• **INSTRUCTIONS TO FOLLOW**: Take the listing below and print exactly the lines starting at the line containing "gonna need your eyes on this one — find the plant" and ending at the line containing "gonna need your eyes on this one — find the green", both ends included, and no others.

• **TASK INPUT**:
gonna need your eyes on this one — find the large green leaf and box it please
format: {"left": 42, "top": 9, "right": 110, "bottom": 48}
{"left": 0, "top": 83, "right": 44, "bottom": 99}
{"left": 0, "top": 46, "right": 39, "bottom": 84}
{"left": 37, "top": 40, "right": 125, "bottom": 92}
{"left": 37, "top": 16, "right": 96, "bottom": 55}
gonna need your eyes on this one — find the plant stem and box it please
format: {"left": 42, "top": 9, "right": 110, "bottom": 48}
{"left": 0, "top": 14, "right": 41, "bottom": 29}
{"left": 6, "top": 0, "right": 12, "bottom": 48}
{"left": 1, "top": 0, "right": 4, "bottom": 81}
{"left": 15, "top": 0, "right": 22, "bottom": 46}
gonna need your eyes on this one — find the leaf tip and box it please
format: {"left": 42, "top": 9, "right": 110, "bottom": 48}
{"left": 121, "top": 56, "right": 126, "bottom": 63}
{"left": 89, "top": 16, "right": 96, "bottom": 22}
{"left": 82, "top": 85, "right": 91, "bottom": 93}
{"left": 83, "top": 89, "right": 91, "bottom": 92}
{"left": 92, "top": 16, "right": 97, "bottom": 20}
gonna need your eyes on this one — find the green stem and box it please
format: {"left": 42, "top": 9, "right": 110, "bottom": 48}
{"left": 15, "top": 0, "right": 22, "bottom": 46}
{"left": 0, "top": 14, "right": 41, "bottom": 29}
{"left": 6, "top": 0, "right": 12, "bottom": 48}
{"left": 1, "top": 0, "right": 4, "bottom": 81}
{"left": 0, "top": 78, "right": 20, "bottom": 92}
---
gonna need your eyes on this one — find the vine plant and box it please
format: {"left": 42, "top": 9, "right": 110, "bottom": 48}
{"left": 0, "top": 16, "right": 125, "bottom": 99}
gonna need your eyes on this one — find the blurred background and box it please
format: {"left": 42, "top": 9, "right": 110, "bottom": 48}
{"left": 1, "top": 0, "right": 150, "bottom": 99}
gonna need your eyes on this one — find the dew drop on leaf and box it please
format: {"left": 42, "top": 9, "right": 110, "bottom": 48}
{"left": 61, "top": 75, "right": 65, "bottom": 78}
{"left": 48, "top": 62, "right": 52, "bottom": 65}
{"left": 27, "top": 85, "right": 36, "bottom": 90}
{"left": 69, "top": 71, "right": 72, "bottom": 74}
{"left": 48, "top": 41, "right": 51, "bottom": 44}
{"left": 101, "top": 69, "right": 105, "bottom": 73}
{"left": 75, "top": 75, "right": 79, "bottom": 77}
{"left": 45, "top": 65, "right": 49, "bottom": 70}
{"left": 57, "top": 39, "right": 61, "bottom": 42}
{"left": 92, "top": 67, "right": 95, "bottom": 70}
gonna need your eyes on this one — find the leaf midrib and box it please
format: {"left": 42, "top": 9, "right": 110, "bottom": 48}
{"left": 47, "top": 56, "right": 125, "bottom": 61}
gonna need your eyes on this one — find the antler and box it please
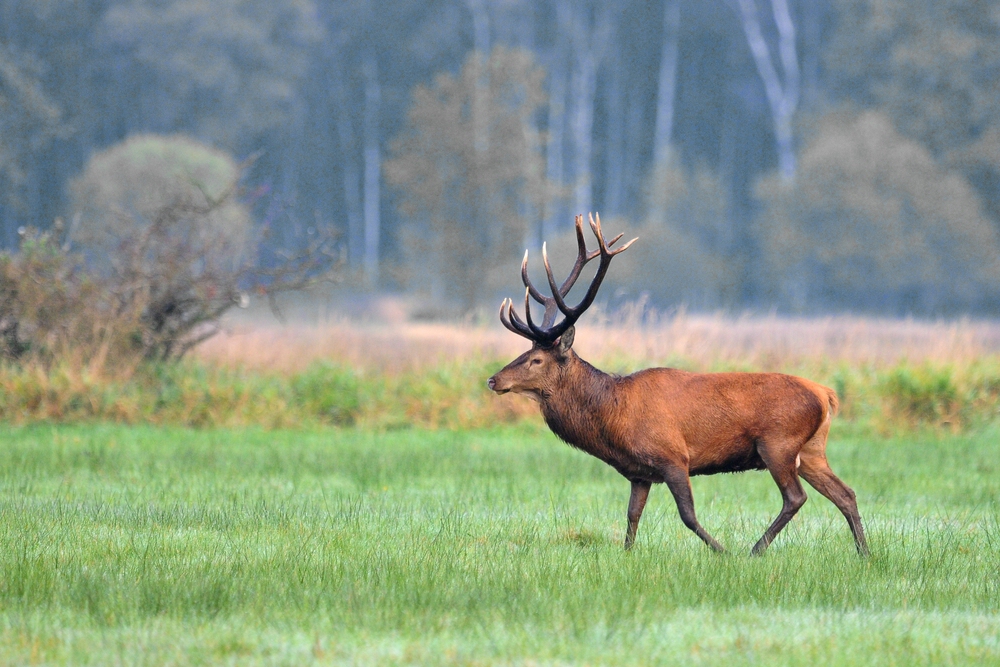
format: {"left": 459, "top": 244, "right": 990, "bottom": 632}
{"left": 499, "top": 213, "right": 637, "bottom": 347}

• **ANSWER BOX**:
gonna need your eyes on this one — find the plant stem and box it please
format: {"left": 42, "top": 9, "right": 110, "bottom": 48}
{"left": 0, "top": 14, "right": 41, "bottom": 29}
{"left": 6, "top": 0, "right": 12, "bottom": 48}
{"left": 1, "top": 0, "right": 4, "bottom": 81}
{"left": 15, "top": 0, "right": 22, "bottom": 46}
gonna need your eyes on this one — find the leaf tip and box it please
format: {"left": 42, "top": 9, "right": 110, "bottom": 48}
{"left": 121, "top": 56, "right": 126, "bottom": 63}
{"left": 89, "top": 16, "right": 96, "bottom": 22}
{"left": 82, "top": 85, "right": 91, "bottom": 93}
{"left": 83, "top": 89, "right": 91, "bottom": 92}
{"left": 92, "top": 16, "right": 97, "bottom": 20}
gonna need your eyes on this one — find the green stem and box it please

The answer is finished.